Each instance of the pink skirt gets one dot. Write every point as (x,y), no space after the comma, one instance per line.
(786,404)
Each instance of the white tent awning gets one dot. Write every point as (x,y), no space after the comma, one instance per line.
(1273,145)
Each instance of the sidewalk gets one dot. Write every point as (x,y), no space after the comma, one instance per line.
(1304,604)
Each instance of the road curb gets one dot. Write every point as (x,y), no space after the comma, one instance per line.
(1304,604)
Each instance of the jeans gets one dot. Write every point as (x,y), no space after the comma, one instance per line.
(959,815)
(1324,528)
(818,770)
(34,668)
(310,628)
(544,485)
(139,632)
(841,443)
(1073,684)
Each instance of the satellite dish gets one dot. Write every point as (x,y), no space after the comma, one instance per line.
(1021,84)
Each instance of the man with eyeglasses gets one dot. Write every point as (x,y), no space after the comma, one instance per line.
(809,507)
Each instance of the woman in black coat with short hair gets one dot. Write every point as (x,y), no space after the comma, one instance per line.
-=-=-
What you will do
Recast the lines above as a Markdown table with the columns Row and Line, numbering each row and leaving out blank lines.

Correct answer
| Row | Line |
|---|---|
| 1 | Each instance of the pink skirt gets one dot. Write every point as (x,y), no space after the comma, one instance per line. |
| 2 | (786,404) |
| 3 | Each instance of the white tent awning gets one dot. Write every point as (x,y), no space after the comma, one instance per line. |
| 4 | (1273,145) |
| 5 | Each instance of the sidewalk gets one dot. Write every point as (x,y), no space after the comma, one instance per line. |
| 6 | (1304,604) |
| 7 | Each instance of the road curb gets one dot. Write every point as (x,y), no space after the comma, one instance per line. |
| 8 | (1304,604) |
| 9 | Each instance of the jeans gets one dot. Write every point as (x,y), no space after the comma, one instance per line. |
| 10 | (959,815) |
| 11 | (1324,528) |
| 12 | (818,770) |
| 13 | (34,668) |
| 14 | (310,628) |
| 15 | (544,485) |
| 16 | (139,632) |
| 17 | (841,443) |
| 18 | (1073,684) |
| 19 | Each instance of the satellite dish gets one dot. Write every point as (x,y), no space after the comma, one instance per line. |
| 20 | (1021,84) |
| 21 | Each instance of the man with eyeglasses gets one dot. Write every point as (x,y), no space after the comma, one instance per line. |
| 22 | (809,507) |
| 23 | Each instance of the woman in black coat with short hair gets one dot. Write every point as (x,y), no space after the comma, one instance per line. |